*por Marco Aurélio Borges
Cheguei até esse informante por meio de um amigo em comum. Depois de uma rápida conversa por telefone, fui até o Shopping Moxuará para encontrá-lo. Me pareceu uma pessoa absolutamente normal. Se definia como alguém que havia reformulado sua vida a partir de convicções religiosas. Talvez por isso não tenha demonstrado dificuldades em falar de seu passado como ex-policial militar do Espírito Santo. Alguns relatos eu jamais poderia publicar, já que não teria como provar ou apresentar evidências. Vez em quando sai na imprensa uma investigação que confirma alguma dessas coisas impublicáveis que me contou.
Em certa altura me disse que as quase trinta acusações de assassinato que acumulava se tratavam apenas daquelas que foram “pegas”. Então perguntei o que o levou a ser “pego” nessas quase trinta. A resposta veio bem objetiva: “só pega quando o defunto chora”.
O relato do meu informante se referia à época que o Espírito Santo amargava o segundo lugar no ranking nacional de homicídios, uma realidade que felizmente, hoje, é muito diferente. Apesar de tantos avanços recentes na questão dos homicídios, a devida punição dos assassinos ainda é um desafio. Cadeias cheias de pequenos traficantes enquanto os indicadores de esclarecimento e condenação por crimes violentos, homicídios, seguem muito abaixo dos padrões internacionais. Volta e meia um defunto chora e as coisas se complicam para os assassinos.
O caso da médica Milena Gottardi é sintomático dessa questão. A pediatra é uma dessas vítimas que choraram (cá entre nós o termo ‘defunto’ é bem desconfortável). Toda a comoção em torno do caso levou a uma investigação que, vejam só, descobriu um esquema de venda de sentenças. Meu informante bem que me disse.

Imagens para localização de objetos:
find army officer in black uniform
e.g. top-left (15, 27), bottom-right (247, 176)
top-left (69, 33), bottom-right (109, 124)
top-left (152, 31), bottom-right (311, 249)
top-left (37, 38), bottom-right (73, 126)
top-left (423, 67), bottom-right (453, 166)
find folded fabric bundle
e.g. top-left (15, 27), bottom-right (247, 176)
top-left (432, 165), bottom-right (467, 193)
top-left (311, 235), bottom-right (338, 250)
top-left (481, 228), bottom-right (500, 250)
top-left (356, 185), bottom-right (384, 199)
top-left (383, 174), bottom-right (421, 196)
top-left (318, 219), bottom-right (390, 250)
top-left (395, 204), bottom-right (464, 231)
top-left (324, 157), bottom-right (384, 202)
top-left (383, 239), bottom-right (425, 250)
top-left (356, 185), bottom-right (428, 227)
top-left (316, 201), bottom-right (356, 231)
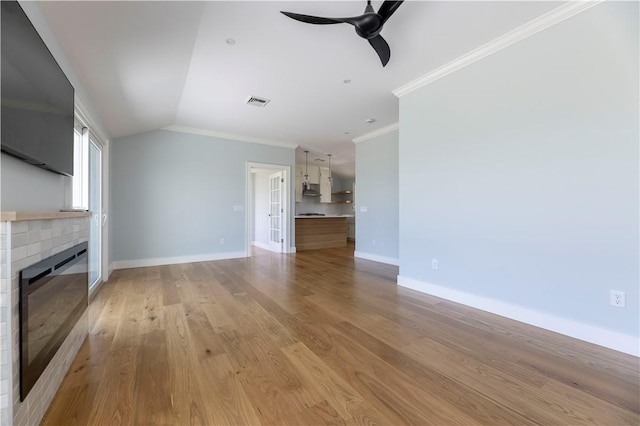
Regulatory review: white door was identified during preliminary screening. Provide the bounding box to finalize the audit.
[269,172,284,253]
[89,139,105,294]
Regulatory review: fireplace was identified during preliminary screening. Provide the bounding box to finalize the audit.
[19,242,89,401]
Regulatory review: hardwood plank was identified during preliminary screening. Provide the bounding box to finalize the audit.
[43,245,640,426]
[200,353,260,425]
[134,330,172,425]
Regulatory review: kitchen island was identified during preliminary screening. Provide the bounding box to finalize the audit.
[296,215,351,251]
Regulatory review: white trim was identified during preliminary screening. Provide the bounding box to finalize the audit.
[161,125,298,149]
[353,123,400,144]
[112,251,247,269]
[0,221,12,424]
[73,93,109,145]
[251,241,273,251]
[392,0,602,97]
[353,251,400,266]
[251,241,285,253]
[398,275,640,357]
[245,161,295,257]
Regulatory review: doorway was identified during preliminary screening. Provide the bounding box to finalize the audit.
[89,135,106,295]
[246,163,292,257]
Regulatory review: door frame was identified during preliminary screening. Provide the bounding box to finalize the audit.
[245,161,295,257]
[266,170,285,253]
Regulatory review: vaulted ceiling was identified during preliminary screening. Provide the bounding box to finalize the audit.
[39,1,560,173]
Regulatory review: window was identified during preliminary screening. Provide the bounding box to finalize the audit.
[71,122,89,210]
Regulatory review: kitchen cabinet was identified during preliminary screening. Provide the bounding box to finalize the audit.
[320,167,331,203]
[296,216,348,251]
[332,190,353,204]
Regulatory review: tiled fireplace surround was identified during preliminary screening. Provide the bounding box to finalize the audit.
[0,212,89,425]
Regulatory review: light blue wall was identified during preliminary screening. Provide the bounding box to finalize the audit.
[111,130,295,261]
[398,2,640,337]
[355,130,398,263]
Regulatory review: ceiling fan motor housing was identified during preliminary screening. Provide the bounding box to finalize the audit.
[353,13,384,40]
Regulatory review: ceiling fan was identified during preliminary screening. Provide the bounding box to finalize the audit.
[280,0,402,67]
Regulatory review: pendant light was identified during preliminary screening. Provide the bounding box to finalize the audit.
[304,150,309,188]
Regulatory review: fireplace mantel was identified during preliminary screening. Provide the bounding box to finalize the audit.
[0,210,91,222]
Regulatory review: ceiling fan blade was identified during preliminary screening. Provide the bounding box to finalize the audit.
[369,35,391,67]
[280,11,343,25]
[378,0,402,22]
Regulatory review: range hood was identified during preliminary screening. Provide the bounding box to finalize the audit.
[302,183,320,197]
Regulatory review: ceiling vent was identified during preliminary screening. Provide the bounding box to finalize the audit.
[246,96,271,106]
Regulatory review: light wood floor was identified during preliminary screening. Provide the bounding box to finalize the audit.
[43,246,640,425]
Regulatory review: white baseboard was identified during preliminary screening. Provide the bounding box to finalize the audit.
[353,251,400,266]
[113,251,247,269]
[251,241,271,251]
[251,241,296,253]
[398,275,640,357]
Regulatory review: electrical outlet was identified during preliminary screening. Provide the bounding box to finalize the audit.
[609,290,625,308]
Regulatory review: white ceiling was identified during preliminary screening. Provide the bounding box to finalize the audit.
[39,1,560,175]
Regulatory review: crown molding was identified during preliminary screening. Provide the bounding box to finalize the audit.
[393,0,603,98]
[353,123,400,144]
[161,125,298,149]
[73,93,110,144]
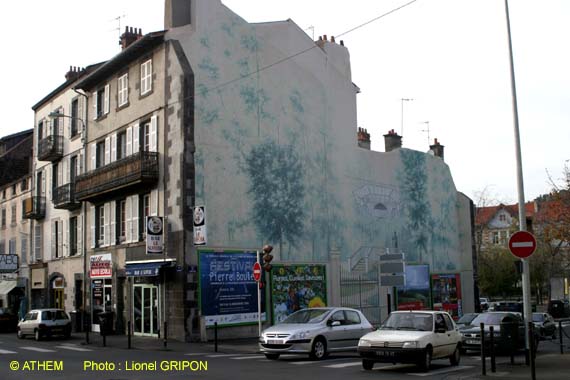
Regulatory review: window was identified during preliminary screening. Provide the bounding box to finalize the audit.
[69,98,79,137]
[117,74,129,107]
[141,59,152,95]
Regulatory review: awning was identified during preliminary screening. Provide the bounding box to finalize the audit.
[125,261,174,277]
[0,280,18,296]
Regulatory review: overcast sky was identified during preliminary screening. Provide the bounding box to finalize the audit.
[0,0,570,203]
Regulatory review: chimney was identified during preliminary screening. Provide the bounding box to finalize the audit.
[65,66,84,82]
[429,139,443,160]
[356,128,370,150]
[384,129,402,152]
[119,26,142,50]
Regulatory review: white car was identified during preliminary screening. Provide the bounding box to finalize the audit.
[358,311,461,371]
[259,307,373,360]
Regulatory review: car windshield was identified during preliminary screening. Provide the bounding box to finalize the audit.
[281,309,330,323]
[471,313,517,326]
[380,313,433,331]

SUAS TAREFAS:
1) Transcreva do trecho a parte que começa em "Em certa altura" e vai até "para os assassinos.", inclusive.
2) Segundo o trecho, em que lugar aconteceu o encontro com o informante?
3) Diga se cada afirmação concorda com o trecho: (a) O Espírito Santo já ocupou o segundo lugar no ranking nacional de homicídios. (b) Milena Gottardi era cardiologista. (c) O informante tinha sido policial civil.
Os dados são um material independente do trecho.

RESULTADOS:
1)
Em certa altura me disse que as quase trinta acusações de assassinato que acumulava se tratavam apenas daquelas que foram “pegas”. Então perguntei o que o levou a ser “pego” nessas quase trinta. A resposta veio bem objetiva: “só pega quando o defunto chora”.
O relato do meu informante se referia à época que o Espírito Santo amargava o segundo lugar no ranking nacional de homicídios, uma realidade que felizmente, hoje, é muito diferente. Apesar de tantos avanços recentes na questão dos homicídios, a devida punição dos assassinos ainda é um desafio. Cadeias cheias de pequenos traficantes enquanto os indicadores de esclarecimento e condenação por crimes violentos, homicídios, seguem muito abaixo dos padrões internacionais. Volta e meia um defunto chora e as coisas se complicam para os assassinos.

2) No Shopping Moxuará.

3)
(a) Sim: "o Espírito Santo amargava o segundo lugar no ranking nacional de homicídios".
(b) Não: "A pediatra é uma dessas vítimas que choraram".
(c) Não: "seu passado como ex-policial militar do Espírito Santo".